Jess Nevins at No Fear of the Future has produced a history of the zeppelin pulps, a subgenre I never knew actually existed. (I thought it was all a joke.)
And yes, there really was a magazine called Spicy Zeppelin Stories.
The article details a rather unusual collaboration between pulp editor Frank Armer and the U.S. Navy, which wanted to buikl public support for its zeppelin program. (The problem: US Navy airships kept crashing in spectacularly fatal ways. The answer: start a pulp magazine, of course!)
The lead story in the first issue, in September, 1935, was “Death at 30,000 Feet,” starring John Paul Jones, Commander of the U.S. Navy Zeppelin Saratoga. Jones was clearly intended to be the poster child for the series and to act as a recruiting tool–his stories extol the safety and speed of zeppelins and confidently predict that they will be the future of air travel–but something unexpected happened: fan interest skewed away from Jones (who, to modern eyes, is colorless and one-dimensional) and toward Professor Zeppelin, the protagonist of the back-up story, “The Sargasso of the Skies.”

> [EXERCISE AIM] List every person or fictional character named in the post about zeppelin pulps. The items that come next are separate material and have no connection to the post about zeppelin pulps.

[Stored records]
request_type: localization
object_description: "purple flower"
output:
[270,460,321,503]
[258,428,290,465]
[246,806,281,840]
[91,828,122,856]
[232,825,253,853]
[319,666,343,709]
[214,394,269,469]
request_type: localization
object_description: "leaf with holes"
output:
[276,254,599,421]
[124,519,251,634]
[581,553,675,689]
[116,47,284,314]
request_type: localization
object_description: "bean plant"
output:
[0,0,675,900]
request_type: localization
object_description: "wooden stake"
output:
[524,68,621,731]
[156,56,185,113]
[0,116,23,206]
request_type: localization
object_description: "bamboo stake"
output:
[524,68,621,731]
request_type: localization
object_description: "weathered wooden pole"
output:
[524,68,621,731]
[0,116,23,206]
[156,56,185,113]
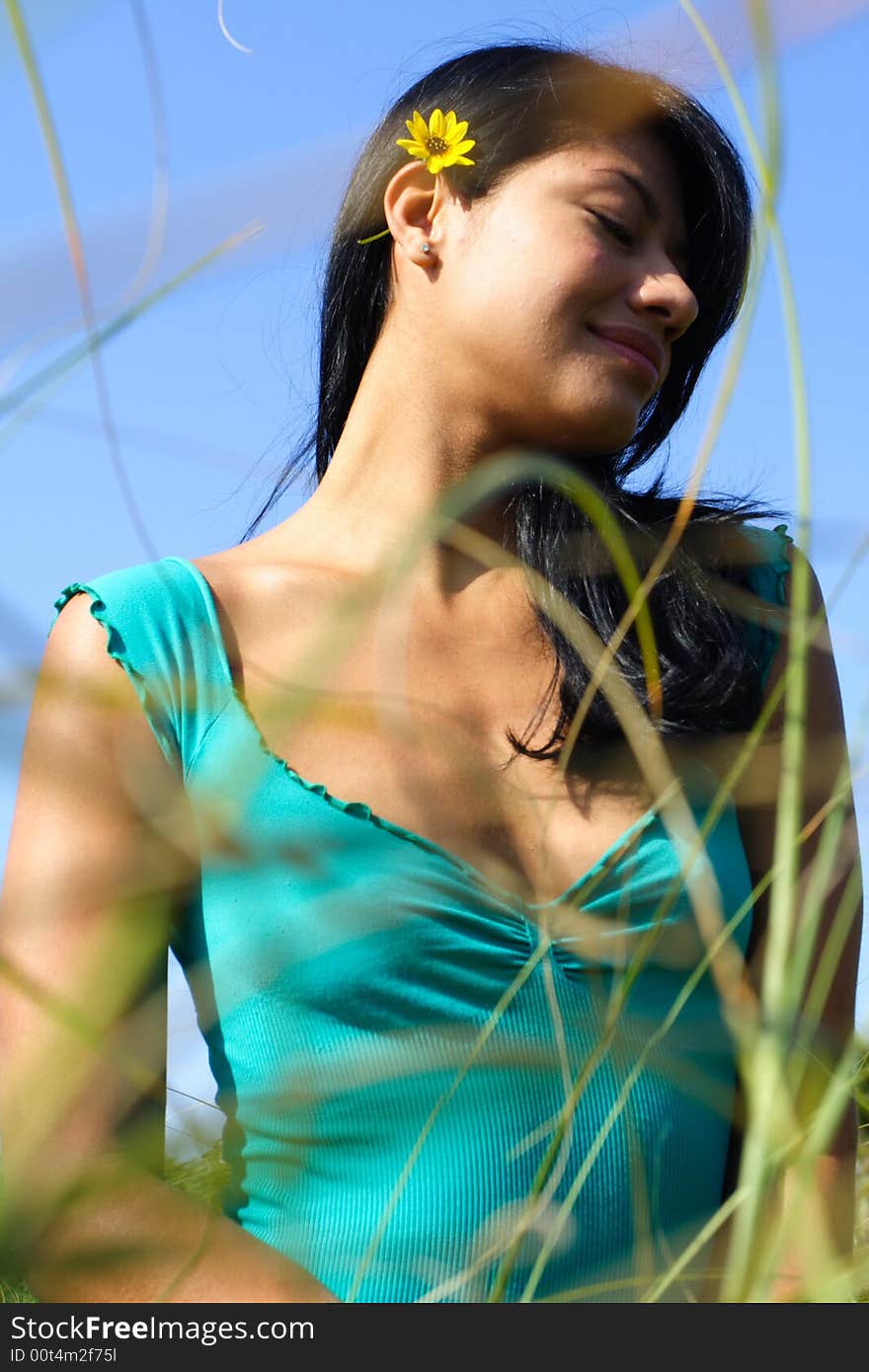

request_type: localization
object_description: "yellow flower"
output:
[395,110,476,176]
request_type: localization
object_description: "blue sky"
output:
[0,0,869,1148]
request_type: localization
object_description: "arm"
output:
[738,545,862,1301]
[0,594,337,1302]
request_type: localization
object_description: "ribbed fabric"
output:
[48,525,792,1302]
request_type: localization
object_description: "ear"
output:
[383,158,451,267]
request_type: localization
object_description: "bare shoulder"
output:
[191,513,370,667]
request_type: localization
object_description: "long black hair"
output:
[243,42,788,759]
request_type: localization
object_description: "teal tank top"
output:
[52,525,792,1302]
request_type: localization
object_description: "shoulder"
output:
[191,520,356,664]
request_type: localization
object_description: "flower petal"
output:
[395,138,429,158]
[408,110,429,143]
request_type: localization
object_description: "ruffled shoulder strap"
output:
[49,557,231,778]
[743,524,794,686]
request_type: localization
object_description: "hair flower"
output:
[395,110,476,176]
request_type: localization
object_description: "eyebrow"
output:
[598,168,690,267]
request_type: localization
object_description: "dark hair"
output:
[244,42,787,759]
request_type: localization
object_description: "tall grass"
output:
[0,0,869,1302]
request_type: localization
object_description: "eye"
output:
[591,210,634,249]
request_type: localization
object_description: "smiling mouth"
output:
[588,325,661,387]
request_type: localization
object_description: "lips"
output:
[588,324,666,384]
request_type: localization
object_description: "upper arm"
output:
[738,545,862,1056]
[0,592,195,1201]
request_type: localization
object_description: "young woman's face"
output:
[432,133,697,453]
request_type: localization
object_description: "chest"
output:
[199,559,652,903]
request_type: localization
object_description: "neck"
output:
[294,324,514,601]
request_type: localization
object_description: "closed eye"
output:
[592,210,634,249]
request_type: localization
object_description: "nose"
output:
[630,254,700,343]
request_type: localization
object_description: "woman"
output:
[4,43,859,1302]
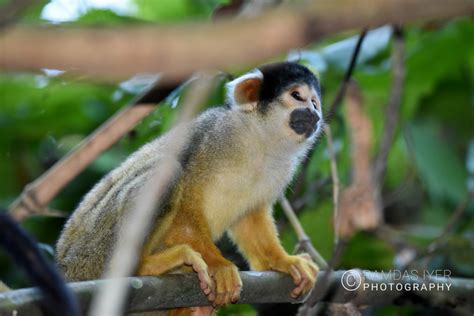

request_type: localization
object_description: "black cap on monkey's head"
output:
[258,62,321,102]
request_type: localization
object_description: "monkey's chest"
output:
[203,158,293,239]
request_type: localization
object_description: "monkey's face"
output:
[281,84,322,138]
[227,62,323,145]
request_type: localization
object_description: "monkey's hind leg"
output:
[137,245,212,295]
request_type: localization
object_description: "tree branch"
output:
[0,270,474,316]
[9,83,175,221]
[0,0,474,82]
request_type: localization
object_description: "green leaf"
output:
[409,121,467,203]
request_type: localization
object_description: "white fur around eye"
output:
[225,69,263,108]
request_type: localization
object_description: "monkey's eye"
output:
[291,91,304,101]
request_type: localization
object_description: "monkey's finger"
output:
[231,272,242,303]
[291,278,309,298]
[296,260,315,294]
[289,264,301,284]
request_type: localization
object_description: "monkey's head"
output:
[227,62,323,143]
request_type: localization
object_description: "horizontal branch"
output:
[0,270,474,316]
[0,0,474,82]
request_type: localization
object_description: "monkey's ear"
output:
[226,70,263,111]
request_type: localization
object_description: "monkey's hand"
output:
[208,261,242,306]
[271,253,319,298]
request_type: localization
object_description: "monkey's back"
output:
[56,124,193,281]
[56,108,231,281]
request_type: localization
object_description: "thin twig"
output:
[325,125,340,244]
[292,29,367,201]
[374,26,405,187]
[326,29,367,123]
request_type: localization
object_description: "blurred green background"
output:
[0,0,474,315]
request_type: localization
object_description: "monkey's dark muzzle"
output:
[290,108,319,138]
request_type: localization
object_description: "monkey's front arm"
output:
[230,206,318,298]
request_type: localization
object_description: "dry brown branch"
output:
[90,75,216,316]
[335,83,382,238]
[0,0,474,82]
[9,84,174,221]
[374,27,405,186]
[0,270,474,316]
[325,125,341,243]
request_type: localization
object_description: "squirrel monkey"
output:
[57,62,323,314]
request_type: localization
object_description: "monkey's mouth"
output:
[289,109,319,138]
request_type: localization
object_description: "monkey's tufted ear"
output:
[226,70,263,111]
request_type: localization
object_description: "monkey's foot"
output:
[183,250,213,297]
[209,263,242,306]
[273,253,319,298]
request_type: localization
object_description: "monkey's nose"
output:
[290,108,320,137]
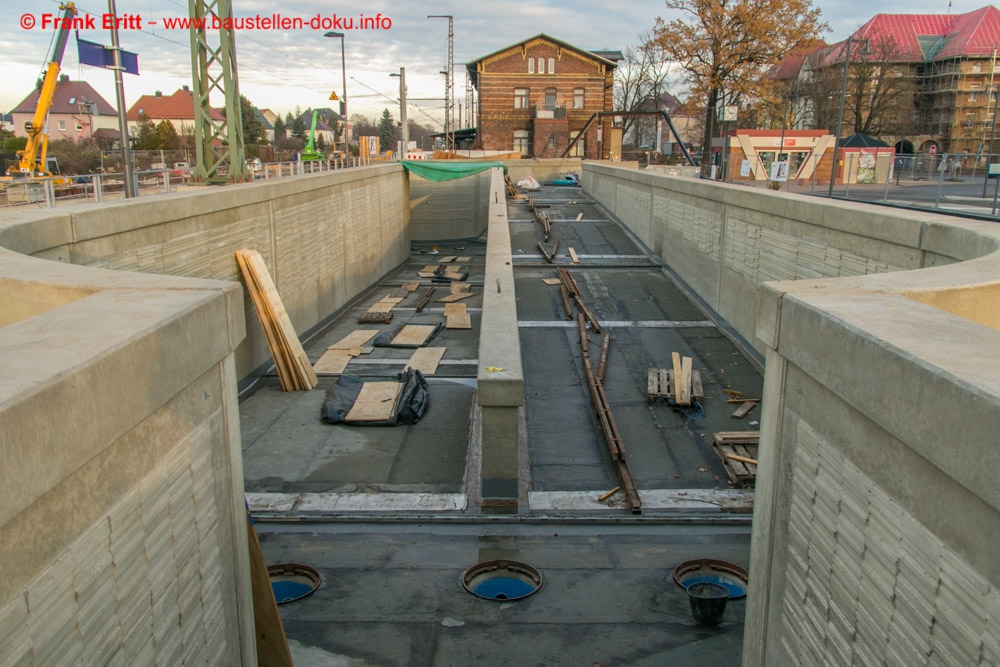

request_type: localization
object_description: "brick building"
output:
[467,34,623,159]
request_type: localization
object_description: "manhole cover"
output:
[674,558,748,600]
[462,560,542,602]
[267,563,322,604]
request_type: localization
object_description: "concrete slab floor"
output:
[240,183,762,666]
[258,524,750,667]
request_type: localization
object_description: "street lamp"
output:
[323,32,351,160]
[826,35,871,198]
[389,67,410,158]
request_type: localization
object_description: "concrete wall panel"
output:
[584,165,1000,665]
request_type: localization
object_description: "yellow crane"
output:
[7,2,77,179]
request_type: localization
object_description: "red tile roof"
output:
[771,39,827,81]
[823,5,1000,65]
[125,88,225,122]
[11,80,118,116]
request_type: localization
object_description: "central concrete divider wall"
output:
[584,165,1000,666]
[476,168,524,512]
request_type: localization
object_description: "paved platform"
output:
[240,181,762,665]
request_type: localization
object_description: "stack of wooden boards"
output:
[712,431,760,486]
[236,249,317,391]
[646,352,705,405]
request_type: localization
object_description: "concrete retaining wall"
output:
[0,165,409,665]
[584,166,1000,665]
[0,164,410,378]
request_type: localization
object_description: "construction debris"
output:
[236,249,318,391]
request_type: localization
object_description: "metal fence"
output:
[729,152,1000,217]
[0,157,371,208]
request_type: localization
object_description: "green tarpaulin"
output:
[400,160,507,183]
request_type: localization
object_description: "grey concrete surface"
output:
[258,523,749,667]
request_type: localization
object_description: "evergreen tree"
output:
[156,118,181,151]
[378,109,396,153]
[240,95,267,144]
[132,113,160,151]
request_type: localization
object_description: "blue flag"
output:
[76,36,139,74]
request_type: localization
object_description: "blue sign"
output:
[76,37,139,74]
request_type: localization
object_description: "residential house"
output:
[125,86,225,135]
[466,34,624,159]
[10,74,118,141]
[802,6,1000,155]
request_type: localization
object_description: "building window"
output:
[514,130,531,155]
[514,88,528,109]
[545,88,556,110]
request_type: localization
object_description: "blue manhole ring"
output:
[267,563,323,604]
[462,560,542,602]
[674,558,748,600]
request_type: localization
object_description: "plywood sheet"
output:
[406,347,446,375]
[390,324,435,345]
[438,292,475,303]
[444,313,472,329]
[344,382,403,422]
[313,350,355,373]
[326,329,378,350]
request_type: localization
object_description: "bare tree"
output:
[614,30,670,144]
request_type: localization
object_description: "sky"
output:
[0,0,987,127]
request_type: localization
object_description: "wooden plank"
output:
[404,347,445,375]
[444,313,472,329]
[344,382,403,422]
[326,329,378,350]
[390,324,435,345]
[674,357,692,405]
[313,350,357,374]
[691,371,705,398]
[670,352,691,405]
[438,292,475,303]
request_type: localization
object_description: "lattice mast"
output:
[188,0,249,183]
[427,14,455,150]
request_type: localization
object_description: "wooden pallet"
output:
[712,431,760,486]
[646,368,705,404]
[358,312,392,324]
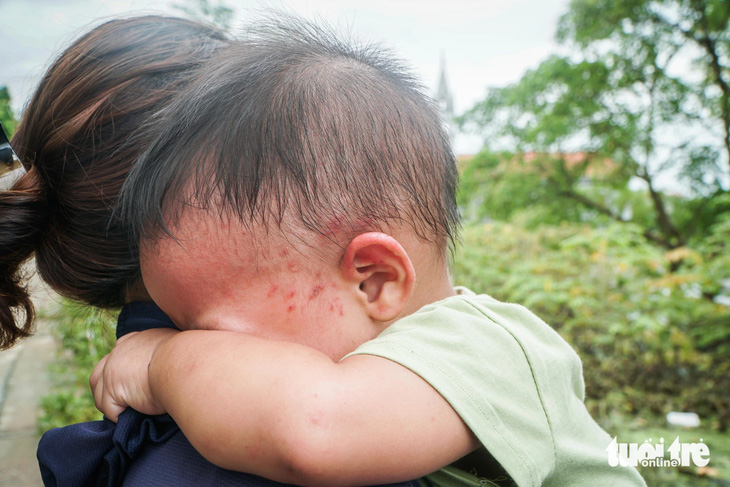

> [FINISHED EXERCISE] Jess Nevins, Frank Armer, John Paul Jones, Professor Zeppelin